> [EXERCISE TEXT]:
# Smoked Mexican Cheese ????? Has anybody tried this? Need input!! with Q-View



## teeznuts (Dec 18, 2011)

I've smoked lots of cheeses with my AMNPS including mozzarella, cheddar, provolone, pepper jack etc... All have turned out excellent.

My wife is Mexican and her family uses Mexican cheeses with many dishes, grilling, breakfast, you name it it goes in everything and it's delicious. I decided to smoke 2 rounds of "queso fresco" to send the in-laws for their New Years parties.

My problem is I've never tried this before. I'm sending this over night tomorrow and telling them not to open til New Years since it needs a 2 week wait. It was smoked yesterday so the timing is perfect but I don't have a clue how it will taste. Has anyone tried this? Can someone give me some feed back on smoked Mexican cheeses before I mail it out? I would hate to send something that is nasty or not complimented by a little smoke.

This is after 3 hours of AMNPS smoke and a shot of the label.














Any input is needed and greatly appreciated. Thanks for looking.


----------



## jjwdiver (Dec 18, 2011)

It looks great, but I too have no idea on the taste. Get your wife to sneak a taste and let you know!

John


----------



## sprky (Dec 18, 2011)

[Data excerpts]
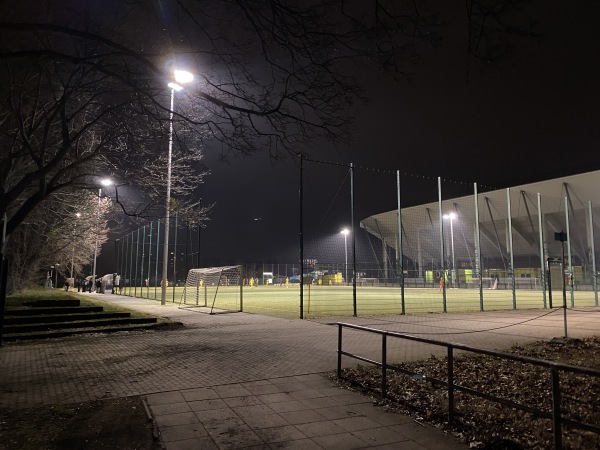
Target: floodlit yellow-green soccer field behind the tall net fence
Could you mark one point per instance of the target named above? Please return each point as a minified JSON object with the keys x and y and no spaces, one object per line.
{"x":337,"y":301}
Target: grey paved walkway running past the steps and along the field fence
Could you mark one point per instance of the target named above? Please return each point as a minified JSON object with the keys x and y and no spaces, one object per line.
{"x":231,"y":381}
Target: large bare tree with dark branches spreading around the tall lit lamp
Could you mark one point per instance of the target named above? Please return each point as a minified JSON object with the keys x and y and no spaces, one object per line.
{"x":84,"y":91}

> [QUESTIONS]:
1. According to the smoked cheese thread, why does teeznuts tell the in-laws to wait until New Years to open the queso fresco? Reply in one to three sentences.
2. Extend the smoked cheese thread, beginning with the post that follows its last line.

> [ANSWERS TO THE EXERCISE]:
1. The smoked cheese needs a two-week wait. It was smoked the day before the post, so keeping it closed until New Years gives it that wait, which is why teeznuts calls the timing perfect.

2.
I have never smoked that type of cheese ether, so i can not say how it will be. However IMHO smoke can only improve any type of cheese, I have even smoked cream cheese.


----------



## scarbelly (Dec 18, 2011)

Hey Teez this is a soft farmer style cheese and most likely will not need the 2 weeks. I would guess that you could eat some today or tomorrow. Hopefully ChefRob will check in or you could send him a PM. I know he used it in one of his posts a while back. 

Edit 

I did a search and as I suspected this cheese is recommended to be eaten fresh. I think you should treat this one exactly like a fresh Mozzarella. It can be eaten later today or tomorrow


----------



## chef jimmyj (Dec 18, 2011)

Hey Teez, That is one of my Fav Cheeses. I have not tried smoking one but the loose curd should take to the smoke nicely...I am interested in the outcome, Fish Tacos with Smoked Queso Fresco? Sounds Awesome to me!...JJ


----------



## SmokinAl (Dec 19, 2011)

Looks like another project for me. I see that cheese all the time, but have never bought it.


----------



## mballi3011 (Dec 19, 2011)

Now your cheese looks awesome. I thought that it was a soft almost crumbling cheese.  It sure looks like it held together better then I thought it would have. Great Job


----------



## chefrob (Dec 19, 2011)

mballi3011 said:


> Now your cheese looks awesome. I thought that it was a soft almost crumbling cheese.  It sure looks like it held together better then I thought it would have. Great Job




 it is........it is a little like fetta too, i don't see why it wouldn't smoke an go good on tacos de carnitas!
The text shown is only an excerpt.